-- REQUIRED TASK --
Put the lines of the saved entries, starting with the line that contains "Where can the black watch" and ending with the last line, into a JSON list of strings. Use one string per line and leave out blank lines.

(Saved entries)
*****

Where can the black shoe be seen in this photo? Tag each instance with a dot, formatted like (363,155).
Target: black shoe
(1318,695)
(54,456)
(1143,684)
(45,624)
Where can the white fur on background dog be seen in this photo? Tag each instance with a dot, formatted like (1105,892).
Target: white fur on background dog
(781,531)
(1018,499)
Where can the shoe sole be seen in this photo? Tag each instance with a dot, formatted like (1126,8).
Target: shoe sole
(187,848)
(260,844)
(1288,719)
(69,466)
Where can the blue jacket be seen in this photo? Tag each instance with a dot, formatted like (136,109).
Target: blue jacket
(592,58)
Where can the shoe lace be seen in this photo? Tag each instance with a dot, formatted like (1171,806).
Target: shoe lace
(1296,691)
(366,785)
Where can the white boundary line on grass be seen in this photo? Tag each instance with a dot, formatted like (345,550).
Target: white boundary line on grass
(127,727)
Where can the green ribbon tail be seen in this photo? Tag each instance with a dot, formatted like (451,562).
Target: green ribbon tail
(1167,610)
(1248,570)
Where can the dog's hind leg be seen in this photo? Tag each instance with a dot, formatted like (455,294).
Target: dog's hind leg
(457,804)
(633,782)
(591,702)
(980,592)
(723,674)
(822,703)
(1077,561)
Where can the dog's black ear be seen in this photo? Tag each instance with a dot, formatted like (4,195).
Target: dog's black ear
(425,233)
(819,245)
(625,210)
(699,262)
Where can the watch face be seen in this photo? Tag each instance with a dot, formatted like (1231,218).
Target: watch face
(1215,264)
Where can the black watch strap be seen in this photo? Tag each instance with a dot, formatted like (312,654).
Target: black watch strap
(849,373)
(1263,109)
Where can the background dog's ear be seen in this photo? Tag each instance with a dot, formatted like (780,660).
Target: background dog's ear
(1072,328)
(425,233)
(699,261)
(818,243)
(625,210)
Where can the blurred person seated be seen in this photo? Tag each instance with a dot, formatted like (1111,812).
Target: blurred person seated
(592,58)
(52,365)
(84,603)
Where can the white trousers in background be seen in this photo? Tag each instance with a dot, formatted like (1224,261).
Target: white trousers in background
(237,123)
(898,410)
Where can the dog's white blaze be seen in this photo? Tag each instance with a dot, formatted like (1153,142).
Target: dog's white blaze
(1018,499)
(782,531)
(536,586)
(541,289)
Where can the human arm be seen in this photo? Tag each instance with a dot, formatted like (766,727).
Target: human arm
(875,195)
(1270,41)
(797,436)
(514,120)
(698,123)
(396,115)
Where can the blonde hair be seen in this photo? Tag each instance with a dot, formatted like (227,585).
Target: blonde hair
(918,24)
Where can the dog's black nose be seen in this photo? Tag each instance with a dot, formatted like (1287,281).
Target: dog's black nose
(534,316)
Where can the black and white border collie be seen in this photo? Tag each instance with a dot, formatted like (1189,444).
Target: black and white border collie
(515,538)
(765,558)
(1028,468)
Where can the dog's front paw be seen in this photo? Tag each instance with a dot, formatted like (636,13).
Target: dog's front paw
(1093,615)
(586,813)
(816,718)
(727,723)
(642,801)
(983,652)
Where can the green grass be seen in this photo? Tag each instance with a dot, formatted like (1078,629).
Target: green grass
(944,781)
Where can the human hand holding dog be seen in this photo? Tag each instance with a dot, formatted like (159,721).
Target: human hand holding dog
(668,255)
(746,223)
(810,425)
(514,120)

*****

-- COMPLETE OUTPUT --
[
  "Where can the black watch strap be seen in this photo? Tag each instance with a dot, formatted like (312,654).",
  "Target: black watch strap",
  "(849,373)",
  "(1263,109)",
  "Where can the background dog's ear be seen in this photo? Tag each instance with a dot, formatted like (780,660).",
  "Target: background dog's ear",
  "(1072,328)",
  "(425,233)",
  "(699,261)",
  "(818,243)",
  "(625,210)",
  "Where can the blurred person seated be seen in this photo? Tag each instance with a dot, formatted like (1111,812).",
  "Target: blurred person seated",
  "(592,58)",
  "(52,365)",
  "(84,603)",
  "Where can the white trousers in background be seen in this photo? Tag each instance with a dot, formatted like (1224,261).",
  "Target: white trousers in background",
  "(237,123)",
  "(898,410)",
  "Where can the dog's white blaze be seen in this photo? Tag each instance with a dot, formatted like (1153,142).",
  "Target: dog's white blaze",
  "(1018,499)",
  "(782,531)",
  "(536,586)",
  "(541,289)",
  "Where can the human arm be seen in this photo? Tag each instance with a dot, formatted like (766,727).",
  "Target: human arm",
  "(875,195)",
  "(1270,41)",
  "(797,436)",
  "(514,120)",
  "(698,123)",
  "(396,115)",
  "Where can the blonde hair be seen in this photo? Tag each instance with a dot, formatted like (227,585).",
  "Target: blonde hair",
  "(918,24)",
  "Where can the dog's black nose be seen in this photo? Tag each instance with a dot, formatted like (1287,281).",
  "Target: dog's black nose",
  "(534,316)",
  "Where can the black and white border collie be seen in this photo? Tag each instance with a dot, formatted like (1189,444).",
  "Target: black and white border collie",
  "(515,538)",
  "(765,558)",
  "(1028,468)",
  "Where can the dog's front paw be seen in this photo? Tag each instance with a dot, formatted like (636,13).",
  "Target: dog's front paw",
  "(1093,615)",
  "(586,813)",
  "(816,718)",
  "(727,723)",
  "(642,801)",
  "(983,652)",
  "Where can the green grass be seen in this photo? Tag each instance with a dot, formatted like (1078,629).",
  "Target: green grass",
  "(944,781)",
  "Where can the human hand holding dog be seen in this photo? Tag each instance with a dot, formatted like (159,721).",
  "Target: human hand holding dog",
  "(668,255)",
  "(746,223)",
  "(810,425)",
  "(514,120)"
]